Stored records
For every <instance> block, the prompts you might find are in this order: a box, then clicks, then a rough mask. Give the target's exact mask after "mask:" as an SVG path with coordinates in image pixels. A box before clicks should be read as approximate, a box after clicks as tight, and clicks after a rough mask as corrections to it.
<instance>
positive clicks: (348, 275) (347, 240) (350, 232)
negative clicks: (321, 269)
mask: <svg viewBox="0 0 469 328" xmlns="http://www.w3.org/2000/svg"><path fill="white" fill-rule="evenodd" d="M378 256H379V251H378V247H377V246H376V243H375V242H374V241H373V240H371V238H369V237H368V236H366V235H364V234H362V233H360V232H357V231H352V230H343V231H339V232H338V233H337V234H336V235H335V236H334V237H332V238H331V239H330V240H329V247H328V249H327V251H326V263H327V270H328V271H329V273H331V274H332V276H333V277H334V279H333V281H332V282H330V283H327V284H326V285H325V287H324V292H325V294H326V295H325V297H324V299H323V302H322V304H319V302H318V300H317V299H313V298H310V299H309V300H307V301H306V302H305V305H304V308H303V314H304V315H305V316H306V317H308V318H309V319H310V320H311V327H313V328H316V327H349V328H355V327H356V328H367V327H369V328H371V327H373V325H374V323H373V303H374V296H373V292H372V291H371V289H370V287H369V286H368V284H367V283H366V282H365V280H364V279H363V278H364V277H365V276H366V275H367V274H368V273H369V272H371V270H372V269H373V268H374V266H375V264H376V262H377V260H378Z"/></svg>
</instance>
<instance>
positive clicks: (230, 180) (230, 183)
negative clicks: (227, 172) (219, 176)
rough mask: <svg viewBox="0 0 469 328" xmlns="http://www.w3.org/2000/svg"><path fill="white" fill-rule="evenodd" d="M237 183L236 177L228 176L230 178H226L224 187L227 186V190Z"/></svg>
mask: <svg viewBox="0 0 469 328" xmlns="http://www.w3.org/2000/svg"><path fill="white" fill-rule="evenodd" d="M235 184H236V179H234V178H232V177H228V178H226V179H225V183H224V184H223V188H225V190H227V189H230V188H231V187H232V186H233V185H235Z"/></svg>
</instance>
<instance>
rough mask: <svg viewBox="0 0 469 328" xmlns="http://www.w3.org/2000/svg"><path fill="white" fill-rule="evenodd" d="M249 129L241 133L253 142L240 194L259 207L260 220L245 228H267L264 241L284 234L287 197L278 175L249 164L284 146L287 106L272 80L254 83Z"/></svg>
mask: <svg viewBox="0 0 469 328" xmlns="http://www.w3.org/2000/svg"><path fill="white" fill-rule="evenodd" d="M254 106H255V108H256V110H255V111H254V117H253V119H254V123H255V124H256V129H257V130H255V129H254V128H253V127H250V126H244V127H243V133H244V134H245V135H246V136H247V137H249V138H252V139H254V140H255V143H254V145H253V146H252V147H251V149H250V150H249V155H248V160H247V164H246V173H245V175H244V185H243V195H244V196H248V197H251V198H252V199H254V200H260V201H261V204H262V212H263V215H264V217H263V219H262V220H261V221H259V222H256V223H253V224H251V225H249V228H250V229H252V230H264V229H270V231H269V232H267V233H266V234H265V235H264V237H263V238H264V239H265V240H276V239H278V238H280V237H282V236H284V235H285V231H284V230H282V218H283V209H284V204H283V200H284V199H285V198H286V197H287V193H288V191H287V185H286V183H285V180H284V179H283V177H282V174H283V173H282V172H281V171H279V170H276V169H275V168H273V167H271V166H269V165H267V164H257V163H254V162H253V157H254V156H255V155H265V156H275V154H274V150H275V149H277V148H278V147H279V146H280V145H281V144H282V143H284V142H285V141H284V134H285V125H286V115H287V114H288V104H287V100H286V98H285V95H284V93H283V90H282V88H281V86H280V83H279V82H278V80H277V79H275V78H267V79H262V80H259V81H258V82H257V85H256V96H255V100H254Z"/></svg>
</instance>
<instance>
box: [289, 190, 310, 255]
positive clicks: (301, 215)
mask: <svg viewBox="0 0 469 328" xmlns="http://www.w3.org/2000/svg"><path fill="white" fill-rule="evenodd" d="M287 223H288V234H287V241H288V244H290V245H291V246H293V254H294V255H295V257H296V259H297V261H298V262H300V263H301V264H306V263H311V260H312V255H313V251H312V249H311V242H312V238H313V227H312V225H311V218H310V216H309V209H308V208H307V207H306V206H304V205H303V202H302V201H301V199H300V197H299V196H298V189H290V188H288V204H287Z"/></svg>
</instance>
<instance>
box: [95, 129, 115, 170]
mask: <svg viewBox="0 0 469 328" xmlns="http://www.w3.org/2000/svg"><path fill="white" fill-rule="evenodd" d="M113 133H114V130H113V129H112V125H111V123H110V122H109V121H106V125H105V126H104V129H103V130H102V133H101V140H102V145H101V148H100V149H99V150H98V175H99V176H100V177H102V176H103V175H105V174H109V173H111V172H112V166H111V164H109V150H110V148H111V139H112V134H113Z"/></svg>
--
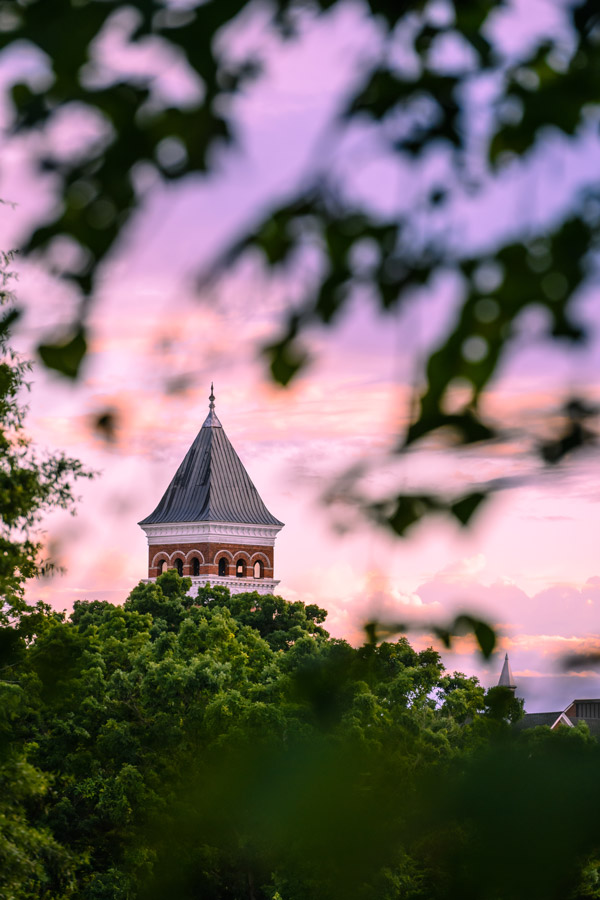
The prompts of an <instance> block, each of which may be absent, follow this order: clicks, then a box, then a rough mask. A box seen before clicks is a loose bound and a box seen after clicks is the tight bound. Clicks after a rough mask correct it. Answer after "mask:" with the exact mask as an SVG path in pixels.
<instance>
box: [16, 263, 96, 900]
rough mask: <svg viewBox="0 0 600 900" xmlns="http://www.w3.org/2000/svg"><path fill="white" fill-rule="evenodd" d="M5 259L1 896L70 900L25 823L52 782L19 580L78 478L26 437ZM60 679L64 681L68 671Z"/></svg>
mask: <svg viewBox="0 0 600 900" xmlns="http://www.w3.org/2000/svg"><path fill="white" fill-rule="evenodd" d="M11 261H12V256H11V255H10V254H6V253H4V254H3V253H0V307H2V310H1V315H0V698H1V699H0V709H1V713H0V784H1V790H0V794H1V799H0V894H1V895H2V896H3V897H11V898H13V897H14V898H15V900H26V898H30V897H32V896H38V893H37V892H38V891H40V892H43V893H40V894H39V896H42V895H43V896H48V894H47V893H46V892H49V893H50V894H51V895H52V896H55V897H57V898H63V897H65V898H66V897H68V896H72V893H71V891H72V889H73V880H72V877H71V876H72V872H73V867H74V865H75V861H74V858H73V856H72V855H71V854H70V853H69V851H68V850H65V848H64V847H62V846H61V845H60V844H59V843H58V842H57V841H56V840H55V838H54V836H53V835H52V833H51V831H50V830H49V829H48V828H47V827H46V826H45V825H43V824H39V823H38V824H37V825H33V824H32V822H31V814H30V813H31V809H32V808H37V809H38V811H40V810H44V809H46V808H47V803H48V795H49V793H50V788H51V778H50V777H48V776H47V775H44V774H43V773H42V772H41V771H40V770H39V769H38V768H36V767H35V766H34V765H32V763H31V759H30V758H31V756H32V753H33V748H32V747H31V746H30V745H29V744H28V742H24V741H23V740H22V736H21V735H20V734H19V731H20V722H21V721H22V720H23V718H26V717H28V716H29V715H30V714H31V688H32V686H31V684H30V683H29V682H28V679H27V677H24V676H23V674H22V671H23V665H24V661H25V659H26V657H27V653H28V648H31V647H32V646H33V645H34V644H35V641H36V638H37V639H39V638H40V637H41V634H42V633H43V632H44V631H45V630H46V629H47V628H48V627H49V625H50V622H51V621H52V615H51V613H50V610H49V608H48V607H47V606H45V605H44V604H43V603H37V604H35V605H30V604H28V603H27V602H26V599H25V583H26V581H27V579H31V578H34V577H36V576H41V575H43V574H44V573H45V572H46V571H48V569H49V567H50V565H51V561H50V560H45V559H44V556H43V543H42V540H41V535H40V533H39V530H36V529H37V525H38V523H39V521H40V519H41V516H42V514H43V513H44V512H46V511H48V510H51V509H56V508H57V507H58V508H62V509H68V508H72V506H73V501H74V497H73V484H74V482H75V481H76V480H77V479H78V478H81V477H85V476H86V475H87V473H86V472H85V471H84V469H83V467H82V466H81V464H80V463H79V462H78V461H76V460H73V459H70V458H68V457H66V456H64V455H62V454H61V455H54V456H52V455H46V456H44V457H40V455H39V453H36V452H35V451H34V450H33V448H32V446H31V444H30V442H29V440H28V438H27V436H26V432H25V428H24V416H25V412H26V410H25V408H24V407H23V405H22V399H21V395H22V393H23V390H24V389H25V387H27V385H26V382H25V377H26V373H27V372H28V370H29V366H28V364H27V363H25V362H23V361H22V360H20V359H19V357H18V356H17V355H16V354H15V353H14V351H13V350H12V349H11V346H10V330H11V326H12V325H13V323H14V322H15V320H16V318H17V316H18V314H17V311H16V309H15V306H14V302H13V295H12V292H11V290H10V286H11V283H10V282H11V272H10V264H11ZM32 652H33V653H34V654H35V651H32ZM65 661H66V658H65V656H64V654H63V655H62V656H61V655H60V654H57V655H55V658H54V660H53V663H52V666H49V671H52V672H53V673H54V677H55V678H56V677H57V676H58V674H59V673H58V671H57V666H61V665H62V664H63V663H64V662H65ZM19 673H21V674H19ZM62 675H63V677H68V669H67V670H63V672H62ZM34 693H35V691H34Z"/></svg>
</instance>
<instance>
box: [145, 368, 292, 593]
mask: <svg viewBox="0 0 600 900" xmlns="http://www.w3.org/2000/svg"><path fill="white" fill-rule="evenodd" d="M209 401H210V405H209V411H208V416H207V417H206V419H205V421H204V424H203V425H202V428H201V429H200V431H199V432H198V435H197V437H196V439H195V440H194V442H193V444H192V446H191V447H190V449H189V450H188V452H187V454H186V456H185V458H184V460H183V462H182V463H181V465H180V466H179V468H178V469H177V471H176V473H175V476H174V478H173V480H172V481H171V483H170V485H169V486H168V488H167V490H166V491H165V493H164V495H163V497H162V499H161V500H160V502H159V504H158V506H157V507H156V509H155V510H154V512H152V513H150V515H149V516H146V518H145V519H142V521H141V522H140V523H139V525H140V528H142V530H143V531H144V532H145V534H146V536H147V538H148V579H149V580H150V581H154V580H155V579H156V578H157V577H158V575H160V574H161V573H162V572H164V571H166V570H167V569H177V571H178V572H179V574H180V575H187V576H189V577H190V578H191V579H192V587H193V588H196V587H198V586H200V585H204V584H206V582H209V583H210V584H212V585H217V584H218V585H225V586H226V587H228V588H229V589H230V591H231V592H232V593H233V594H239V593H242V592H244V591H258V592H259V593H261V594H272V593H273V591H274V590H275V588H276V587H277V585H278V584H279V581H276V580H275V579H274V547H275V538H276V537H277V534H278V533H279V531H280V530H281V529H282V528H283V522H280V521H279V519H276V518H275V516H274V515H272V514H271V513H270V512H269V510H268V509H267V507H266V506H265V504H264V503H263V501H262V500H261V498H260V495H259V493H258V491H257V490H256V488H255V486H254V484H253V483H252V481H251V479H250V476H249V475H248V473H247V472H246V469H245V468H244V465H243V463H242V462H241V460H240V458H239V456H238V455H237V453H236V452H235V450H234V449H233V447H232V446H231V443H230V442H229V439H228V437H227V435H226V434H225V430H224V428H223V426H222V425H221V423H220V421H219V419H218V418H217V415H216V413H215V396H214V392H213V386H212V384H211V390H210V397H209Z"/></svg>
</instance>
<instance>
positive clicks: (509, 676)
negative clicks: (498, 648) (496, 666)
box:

-- Aim of the exercise --
Both end lines included, restate word for word the lines above from the line with "For every <instance>" to the line with "positive clicks: (348, 275)", and nothing else.

-- Answer to this problem --
For every <instance> block, the prompts you might find are in this order: a box, then clicks, then a rough mask. Give the target's exact mask after "mask:" as an SVG path with coordinates in image pixels. A box before clicks should be read as approximate, a box after clicks as tight, and clicks after a rough mask as corrections to it.
<instance>
positive clicks: (348, 275) (347, 240) (350, 232)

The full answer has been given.